● Supplied passage
Novak Djokovic survived a first-round French Open scare on Court Philippe-Chatrier on Monday, recovering from a set down to defeat 22-year-old French wild card Giovanni Mpetshi Perricard 4-6, 6-3, 6-4, 6-2 in two hours and 41 minutes. The 24-time Grand Slam champion, playing his first competitive match since pulling out of Rome two weeks ago with a knee complaint, looked uncharacteristically loose in the opening exchanges before clawing his way back into a contest that threatened to spiral into one of the most unlikely upsets of his career.
Mpetshi Perricard, ranked 38th in the world and one of the biggest servers on tour at 6ft 8in, fired 28 aces past Djokovic and clocked his fastest delivery at 232 km/h. For long stretches the Frenchman, roared on by a partisan Parisian crowd, looked like the more dangerous player. But Djokovic, as he has done so often across two decades on tour, found the level he needed at the moments that mattered.
Rust, returns and a familiar response
Djokovic’s first set was littered with the kind of errors that have crept into his game with increasing frequency this season. He was broken in the seventh game after a tame backhand into the tramlines, won just 38% of points on his second serve, and conceded the set with a double fault. The Serb shook his head towards his coaching box, where Andy Murray watched on impassively in his first Grand Slam appearance as Djokovic’s coach since their partnership was extended through the clay swing.
The turnaround began on return. Having read just two of Mpetshi Perricard’s first-serve patterns in the opener, Djokovic edged forward inside the baseline from the second set onward, taking the ball earlier and shortening the Frenchman’s reaction time at the net. The break came in the sixth game of the second set when Mpetshi Perricard, perhaps unsettled by the new geometry, missed a forehand approach long.

● Task brief
Render this sentence from the match report into Spanish: "But Djokovic, as he has done so often across two decades on tour, found the level he needed at the moments that mattered."

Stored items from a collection
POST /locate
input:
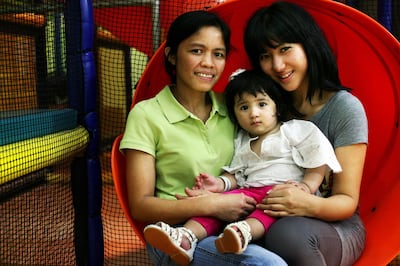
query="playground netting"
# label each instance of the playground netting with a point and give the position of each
(68, 72)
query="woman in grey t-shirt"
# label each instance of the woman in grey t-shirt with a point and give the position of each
(285, 42)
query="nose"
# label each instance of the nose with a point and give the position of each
(207, 60)
(254, 112)
(278, 63)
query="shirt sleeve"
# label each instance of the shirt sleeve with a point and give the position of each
(310, 147)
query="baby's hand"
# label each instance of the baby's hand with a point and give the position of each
(206, 182)
(300, 185)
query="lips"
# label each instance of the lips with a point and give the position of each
(204, 75)
(285, 76)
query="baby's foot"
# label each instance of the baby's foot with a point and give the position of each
(178, 243)
(234, 239)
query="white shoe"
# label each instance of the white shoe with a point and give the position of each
(169, 239)
(234, 239)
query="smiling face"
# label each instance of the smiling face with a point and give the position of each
(256, 114)
(287, 65)
(200, 60)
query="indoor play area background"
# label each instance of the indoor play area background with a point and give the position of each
(68, 72)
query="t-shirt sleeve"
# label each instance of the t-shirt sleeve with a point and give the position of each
(310, 147)
(351, 126)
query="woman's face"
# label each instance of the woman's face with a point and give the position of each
(200, 60)
(287, 65)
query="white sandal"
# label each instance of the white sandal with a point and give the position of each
(230, 241)
(168, 239)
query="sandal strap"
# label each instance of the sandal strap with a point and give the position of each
(177, 233)
(189, 234)
(174, 233)
(244, 229)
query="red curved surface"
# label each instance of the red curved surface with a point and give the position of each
(369, 63)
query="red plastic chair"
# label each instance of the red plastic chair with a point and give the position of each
(369, 63)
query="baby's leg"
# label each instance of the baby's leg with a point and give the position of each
(197, 229)
(257, 229)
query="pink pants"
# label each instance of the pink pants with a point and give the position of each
(213, 225)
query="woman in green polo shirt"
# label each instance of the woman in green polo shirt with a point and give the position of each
(182, 131)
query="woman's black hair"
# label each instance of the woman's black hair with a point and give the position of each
(188, 24)
(253, 82)
(284, 22)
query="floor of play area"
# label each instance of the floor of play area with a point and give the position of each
(51, 240)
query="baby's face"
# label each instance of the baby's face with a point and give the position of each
(256, 114)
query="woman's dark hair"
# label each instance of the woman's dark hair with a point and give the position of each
(188, 24)
(284, 22)
(253, 82)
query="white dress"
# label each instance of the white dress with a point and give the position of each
(285, 155)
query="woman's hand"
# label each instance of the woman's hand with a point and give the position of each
(226, 207)
(286, 200)
(208, 182)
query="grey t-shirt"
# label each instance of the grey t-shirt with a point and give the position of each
(344, 122)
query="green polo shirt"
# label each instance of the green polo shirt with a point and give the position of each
(182, 144)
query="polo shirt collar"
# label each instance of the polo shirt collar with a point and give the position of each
(175, 112)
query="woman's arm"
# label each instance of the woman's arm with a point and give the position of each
(285, 200)
(146, 207)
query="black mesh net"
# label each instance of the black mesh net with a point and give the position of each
(41, 135)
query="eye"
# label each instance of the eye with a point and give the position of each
(243, 107)
(263, 56)
(196, 51)
(219, 54)
(284, 49)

● Problem solution
Pero Djokovic, como ha hecho tantas veces a lo largo de dos décadas en el circuito, encontró el nivel que necesitaba en los momentos que importaban.